ASSIGNMENT | All of the listing is to be written out word for word, with the pictures left out.

SOURCE MATERIAL |
┄┄┄┄┄┄

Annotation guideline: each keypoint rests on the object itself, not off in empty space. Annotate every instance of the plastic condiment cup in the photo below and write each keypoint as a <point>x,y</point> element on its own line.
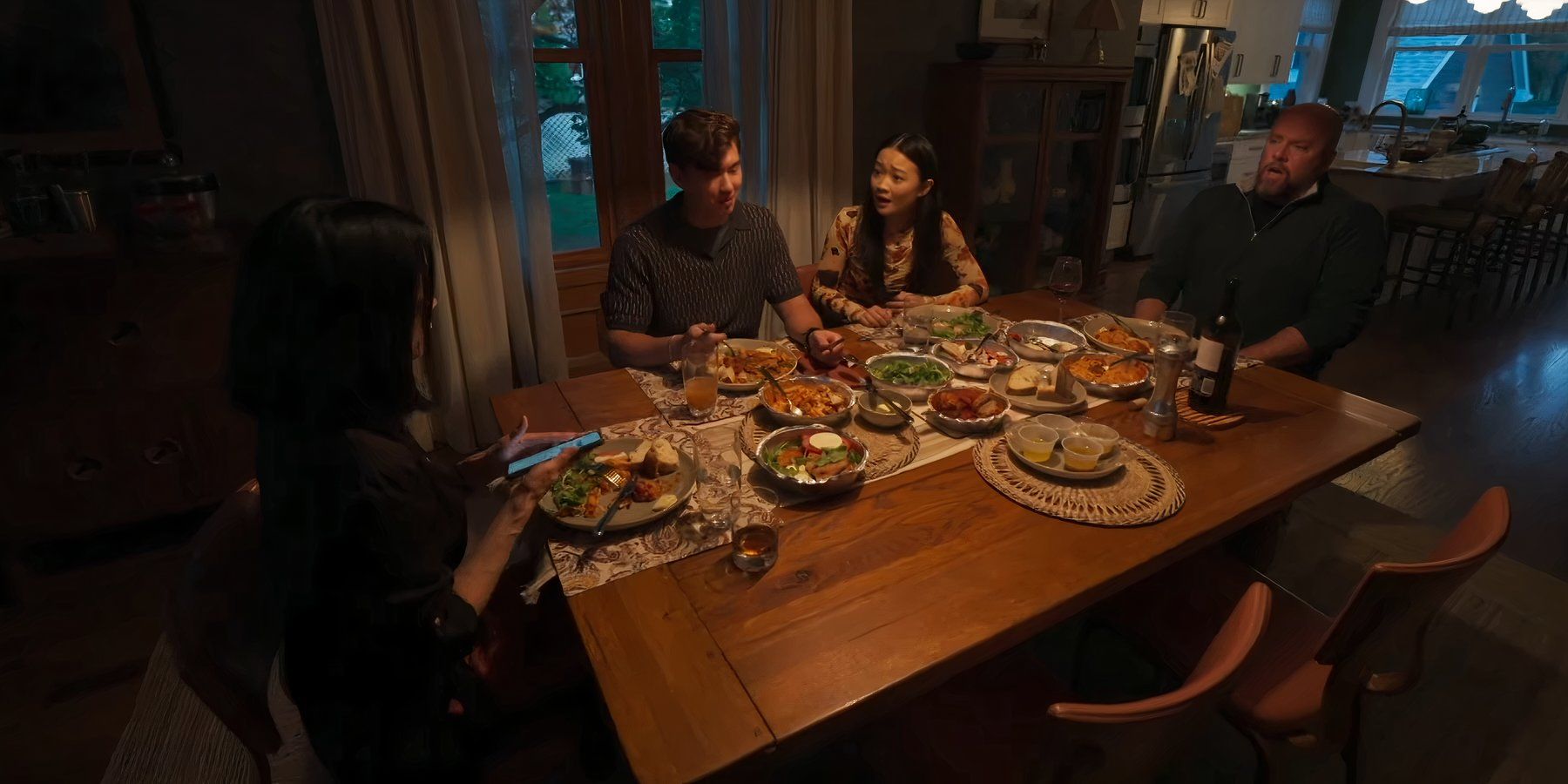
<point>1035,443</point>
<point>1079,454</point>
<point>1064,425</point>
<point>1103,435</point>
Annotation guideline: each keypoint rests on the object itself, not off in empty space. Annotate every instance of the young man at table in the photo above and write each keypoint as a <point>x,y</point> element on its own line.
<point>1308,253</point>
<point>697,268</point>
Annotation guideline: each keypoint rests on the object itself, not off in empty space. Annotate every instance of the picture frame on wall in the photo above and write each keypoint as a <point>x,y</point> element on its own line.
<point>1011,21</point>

┄┄┄┄┄┄

RESPONSE |
Annotation guideline: each keypoint rests on the object itself, not off in empty space. Annotate every instance of the plastic condiment cup in the photo below and write each keypoint as a <point>x,y</point> element on its own line.
<point>1035,443</point>
<point>1079,454</point>
<point>1064,425</point>
<point>1103,435</point>
Annotation guideline: each keypoint rests on the object itself, not off in empty space. Annotate every instance of the young man at table in the photo above and write each keypoint as a <point>x,y</point> element on its own line.
<point>1308,253</point>
<point>697,268</point>
Annotation guideline: each keypoint rests on the object itself, not off in empty space. Annotate every instance of the picture frame on wall in the photo above and write each keypoint as a <point>x,y</point> element on its own line.
<point>1011,21</point>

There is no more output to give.